EXERCISE SET →
A – For the post on GraphQL queries for MongoDB, decide whether each statement agrees with it: (i) the connector leaves most of the work to the database; (ii) the examples rely on a Chinook sample database; (iii) simple queries are compiled without projection. Answer yes or no for each, quoting the deciding words.
B – Revise the post on GraphQL queries for MongoDB. Write out its text from "Simply put, we" up to and including "them with projection.", with "projection" changed to "field selection".

DOCUMENT PASSAGE →
——————

Efficiently compiling GraphQL queries for MongoDB performance ⚡
We are thrilled to announce the availability of our Hasura MongoDB 1.0 connector.
This improvement shows our dedication to giving our users cutting-edge database solutions, not just simple interfaces to run queries.
Since its release, the performance of our database connector has emerged as a recurrent theme in the feedback we have gotten. One of the most common questions we have heard is, "How does it perform?" And then another popular follow-up is, "What is the magic going on under the hood to achieve performance with MongoDB and GraphQL?"
In this blog post, we break down and explore these important issues.
How do we achieve lightning-quick performance?
So how do we manage to make our Hasura MongoDB 1.0 connector so quick?
It essentially comes down to a few key tactics. The main overarching tactic is database push-downs and query compiling.
Simply put, we aim to transfer less data and make fewer server requests. This helps speed things up. To do this, we reduce unnecessary data fetching and processing on the server's (or clients') side and let the database handle the bulk of the work.
How do we do it? The user sends us a GraphQL request, which we extract, enrich with relations, permissions, and predicates, then compile before sending to the MongoDB data source.
This means we only get the exact data we need and nothing extra. The result?Faster data retrieval and a smoother experience for users.
In the following examples, we’ll be using a Chinook sample database, which can be found here.
Optimizing simple queries
Every query counts when it comes to improving performance, even the simplest ones. For these basic queries, we begin by compiling them with projection.
This makes sure that only the necessary fields are retrieved from the database.

——————

PROVIDED INFORMATION →
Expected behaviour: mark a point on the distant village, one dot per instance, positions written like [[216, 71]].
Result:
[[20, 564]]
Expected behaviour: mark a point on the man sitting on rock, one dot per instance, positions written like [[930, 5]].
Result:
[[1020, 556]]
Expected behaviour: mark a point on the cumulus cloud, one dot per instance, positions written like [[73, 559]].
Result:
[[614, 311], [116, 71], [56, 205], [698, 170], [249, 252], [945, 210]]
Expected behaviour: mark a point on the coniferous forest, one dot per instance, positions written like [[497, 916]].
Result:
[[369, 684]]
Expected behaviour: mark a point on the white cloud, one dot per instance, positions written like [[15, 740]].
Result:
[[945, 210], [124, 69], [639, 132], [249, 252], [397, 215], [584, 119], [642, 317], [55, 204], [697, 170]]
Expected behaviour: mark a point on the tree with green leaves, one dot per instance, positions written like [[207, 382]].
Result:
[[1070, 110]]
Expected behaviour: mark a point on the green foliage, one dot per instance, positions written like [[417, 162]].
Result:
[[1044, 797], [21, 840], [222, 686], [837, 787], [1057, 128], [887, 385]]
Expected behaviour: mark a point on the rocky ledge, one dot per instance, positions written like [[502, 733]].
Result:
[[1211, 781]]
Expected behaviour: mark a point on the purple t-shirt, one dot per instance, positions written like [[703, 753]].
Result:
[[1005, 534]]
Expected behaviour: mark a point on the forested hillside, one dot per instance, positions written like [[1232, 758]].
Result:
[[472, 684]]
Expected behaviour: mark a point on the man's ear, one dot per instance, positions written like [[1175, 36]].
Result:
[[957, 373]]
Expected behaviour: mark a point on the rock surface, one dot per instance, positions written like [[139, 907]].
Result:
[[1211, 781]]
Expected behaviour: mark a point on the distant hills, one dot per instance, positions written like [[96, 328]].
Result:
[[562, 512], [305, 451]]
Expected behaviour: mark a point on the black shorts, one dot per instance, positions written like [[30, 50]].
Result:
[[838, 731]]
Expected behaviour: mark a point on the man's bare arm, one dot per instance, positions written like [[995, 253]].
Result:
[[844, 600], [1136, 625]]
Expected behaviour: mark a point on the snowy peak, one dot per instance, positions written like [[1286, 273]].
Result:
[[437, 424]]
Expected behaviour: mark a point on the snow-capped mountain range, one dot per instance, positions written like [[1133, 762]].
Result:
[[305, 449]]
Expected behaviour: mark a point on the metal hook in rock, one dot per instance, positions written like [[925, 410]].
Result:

——————

ANSWERS TO EACH TASK →
A –
(i) Yes: "let the database handle the bulk of the work."
(ii) Yes: "we’ll be using a Chinook sample database"
(iii) No: "we begin by compiling them with projection."

B –
Simply put, we aim to transfer less data and make fewer server requests. This helps speed things up. To do this, we reduce unnecessary data fetching and processing on the server's (or clients') side and let the database handle the bulk of the work.
How do we do it? The user sends us a GraphQL request, which we extract, enrich with relations, permissions, and predicates, then compile before sending to the MongoDB data source.
This means we only get the exact data we need and nothing extra. The result?Faster data retrieval and a smoother experience for users.
In the following examples, we’ll be using a Chinook sample database, which can be found here.
Optimizing simple queries
Every query counts when it comes to improving performance, even the simplest ones. For these basic queries, we begin by compiling them with field selection.